▸ EXCERPT TO READ

Eight years later, he found 12 pages of information at a federal archive in Massachusetts. (Maine was part of Massachusetts in 1790, when the trial occurred.)

The result is "Portland Neck: The Hanging of Thomas Bird," a 132-page, self-published book telling the story of Bird, who was convicted of killing John Connor, captain of the slave ship on which he sailed. It also gives a brief look at what Portland was like in those early years of the new American government, and of some of the important people in town.

The book is available at some local bookstores and on Amazon.com. The price is $8.95. 

Q: How did you come up with the topic?

A: The last job that I had before I retired was as a special collections assistant at the Portland Public Library. I worked in the Portland Room.

In going over some of the history books of Portland and reference materials, I kept coming across references to this Thomas Bird who was hanged, the first execution under the U.S. Constitution by the U.S. District Court, and I wondered why such a significant piece of history had not been fleshed out.

It took me seven or eight years to find enough material to write the book. Maine was part of Massachusetts then, and I went to the federal archives in Waltham, Mass., and found 12 pages handwritten with quill pen that were records from the trial and just what I needed to write the book. It was like a treasure hunt looking for that story. 

Q: So did you actually go through the room of records down there, or was it in a list somewhere?

A: There is a room down there that they don't let anyone into. There was one guy down there who said he thought he knew of the trial and thought he had seen a folder. When he found the folder, he gave me white gloves and took all my ballpoint pens away from me and told me he would make copies of anything I wanted.

▸ DATASET RECORDS
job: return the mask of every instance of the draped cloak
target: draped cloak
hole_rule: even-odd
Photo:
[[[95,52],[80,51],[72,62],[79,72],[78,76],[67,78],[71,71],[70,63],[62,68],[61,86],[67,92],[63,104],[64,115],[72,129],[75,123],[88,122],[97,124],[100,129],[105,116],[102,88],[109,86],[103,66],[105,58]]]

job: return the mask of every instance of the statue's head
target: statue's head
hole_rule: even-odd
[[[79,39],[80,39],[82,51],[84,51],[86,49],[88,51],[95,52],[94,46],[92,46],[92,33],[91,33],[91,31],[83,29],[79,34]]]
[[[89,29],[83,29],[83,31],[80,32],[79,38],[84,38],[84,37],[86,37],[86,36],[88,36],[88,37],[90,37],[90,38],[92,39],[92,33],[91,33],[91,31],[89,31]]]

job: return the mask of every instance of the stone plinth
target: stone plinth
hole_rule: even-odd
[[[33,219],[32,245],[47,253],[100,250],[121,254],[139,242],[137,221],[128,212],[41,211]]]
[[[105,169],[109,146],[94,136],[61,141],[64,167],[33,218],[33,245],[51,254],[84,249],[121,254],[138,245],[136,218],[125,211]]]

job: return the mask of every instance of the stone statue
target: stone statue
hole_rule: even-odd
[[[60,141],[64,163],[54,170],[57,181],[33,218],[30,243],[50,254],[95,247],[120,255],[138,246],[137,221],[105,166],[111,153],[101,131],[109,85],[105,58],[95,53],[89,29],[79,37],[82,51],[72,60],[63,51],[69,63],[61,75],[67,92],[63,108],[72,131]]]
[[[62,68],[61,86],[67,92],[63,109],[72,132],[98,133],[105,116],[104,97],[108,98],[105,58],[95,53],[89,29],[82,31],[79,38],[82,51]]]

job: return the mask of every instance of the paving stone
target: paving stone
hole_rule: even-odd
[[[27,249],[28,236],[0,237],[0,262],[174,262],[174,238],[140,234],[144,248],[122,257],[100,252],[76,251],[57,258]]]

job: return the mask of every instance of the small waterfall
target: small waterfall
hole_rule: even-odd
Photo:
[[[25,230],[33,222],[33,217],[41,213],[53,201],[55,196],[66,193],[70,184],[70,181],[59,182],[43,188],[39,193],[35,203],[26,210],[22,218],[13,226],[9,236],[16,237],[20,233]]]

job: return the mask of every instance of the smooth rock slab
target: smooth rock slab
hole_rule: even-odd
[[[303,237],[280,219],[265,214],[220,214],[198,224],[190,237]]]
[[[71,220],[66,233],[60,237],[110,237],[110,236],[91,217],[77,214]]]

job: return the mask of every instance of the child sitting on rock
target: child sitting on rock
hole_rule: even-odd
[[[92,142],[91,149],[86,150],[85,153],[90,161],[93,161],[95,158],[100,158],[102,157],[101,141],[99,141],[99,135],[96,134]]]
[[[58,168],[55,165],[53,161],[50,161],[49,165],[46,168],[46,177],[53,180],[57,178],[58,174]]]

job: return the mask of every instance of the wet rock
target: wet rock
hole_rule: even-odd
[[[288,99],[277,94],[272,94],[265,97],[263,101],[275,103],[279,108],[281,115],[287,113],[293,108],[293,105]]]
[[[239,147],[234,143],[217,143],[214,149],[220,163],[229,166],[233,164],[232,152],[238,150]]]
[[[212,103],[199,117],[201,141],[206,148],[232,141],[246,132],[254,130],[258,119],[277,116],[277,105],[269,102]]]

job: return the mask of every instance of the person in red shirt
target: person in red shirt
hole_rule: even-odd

▸ OBJECTIVE 1
Decide whether each statement below agrees with the Thomas Bird interview above. Answer yes or no for each and quote the words of the interview that settle it.
(a) The book about Thomas Bird is self-published and runs 132 pages.
(b) Bird was convicted of killing the owner of the slave ship he sailed on.
(c) The trial records turned up at the Portland Public Library.
▸ OBJECTIVE 2
According to the Thomas Bird interview, what did the man at the archive hand the author after finding the folder?
▸ OBJECTIVE 3
Continue the Thomas Bird interview from its last line.

▸ FINAL RESULT 1
(a) Yes: "a 132-page, self-published book"
(b) No: "convicted of killing John Connor, captain of the slave ship on which he sailed"
(c) No: "I went to the federal archives in Waltham, Mass., and found 12 pages handwritten with quill pen that were records from the trial"

▸ FINAL RESULT 2
A pair of white gloves.

▸ FINAL RESULT 3
In the old history books by William Willis and Nathan Gould, there were references, maybe a half-page here or there, about this case, but never the complete story. I just kept finding clues, and one led to another.

I couldn't believe no one had written about this. It was the first execution ordered by a U.S. court under the Constitution.

His attorneys, William Symmes and John Frothingham, used that in making their appeal of the sentence to President Washington that this was a perfect opportunity for the federal court in its first case to show its leniency. 

Q: Do you think that Thomas Bird was guilty?

A: There is absolutely no way to know. Because Capt. Connor was such a brutal drunk, according to the record, that if the crew decided to take his life, I can see Thomas Bird taking part. But I don't think it was fair for him to be the only one held accountable for the crime, under the circumstances. I am surprised that some leniency wasn't shown. But no matter how brutal a captain was, at that time he was the law and god.